===== TEXT SEGMENT

States are going after brokers and appraisers big time:
There are two primary reasons that consumers can't repay loans. The first involves an unexpected change of circumstance, such as a job loss or medical emergency. If consumers experienced a short time during which they could not make payments, but if they are now back on their feet financially, they should ask their lender for a deferral -- moving a delinquent payment to the end of the loan -- or other repayment restructuring. If the change of circumstance is permanent, more drastic measures may be necessary, such as a quick sale to pay off the debt, or a "short sale" in which the lender agrees to permit the house to be sold for an amount less than the debt. A second category of defaults involves loans issued as the result of deceptive lending practices. While most lenders and loan brokers in Maine are highly reputable, there will always be exceptions. If a case involves fraud, forgery or other illegal activity, our office steps in and takes regulatory action. We have suspended loan officers who coached borrowers to falsify income, and one who temporarily gave a consumer funds to make it appear that she had savings in the bank. We have encountered inflated appraisals, and even a fake W-2 form that a loan officer fabricated on a computer.
"Every time a home is foreclosed on, why not require the lender to make the original, and subsequent, mortgage applications part of the record?
And then have someone from a regulatory agency, like the federal Office of Thrift Supervision, examine the documents to make sure that no fraud was committed on either side of the table at the close of escrow.
This agency also entered the fray last week, too, at the behest of the nonprofit Neighborhood Assistance Corp. of America. It asked the OTS to force Countrywide to redo loans for borrowers having trouble making payments. The organization (www.naca.com) has established the Home Save Program to provide assistance for homeowners with unaffordable loans who are at risk of losing their homes.
During an event in Washington, D.C., a panel of borrowers discussed the financial trouble they are in with their mortgages.
On Thursday, Bill Ruberry, an Office of Thrift Supervision spokesman, told the Web site MarketWatch that the OTS will deal with specific Countrywide cases that the group brought up on Thursday.
"We are going to look into each one of the cases and talk to the institution to determine how their problems can be worked out," Ruberry said. But he declined to comment specifically about how the office would resolve the issue with Countrywide.
The agency did not return calls seeking comment Friday.
Bruce Marks, chief executive at the NACA, agrees it might be time to start reviewing records, too. "I think everything should be looked at. You've got to put the responsibility where it should be."

==========
===== DATA SEGMENT

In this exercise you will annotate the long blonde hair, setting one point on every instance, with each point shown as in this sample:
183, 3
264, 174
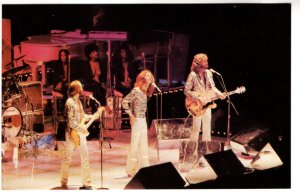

==========

Please decide whether each statement agrees with the text on brokers and appraisers, answering yes or no with the deciding words quoted from the text: (a) Loan officers who coached borrowers to falsify income have been suspended; (b) a deferral moves a delinquent payment to the start of the loan; (c) Bill Ruberry said specifically how the office would resolve the issue with Countrywide.

## [WRITTEN ANSWER]
(a) Yes: "We have suspended loan officers who coached borrowers to falsify income"
(b) No: "moving a delinquent payment to the end of the loan"
(c) No: "he declined to comment specifically about how the office would resolve the issue with Countrywide"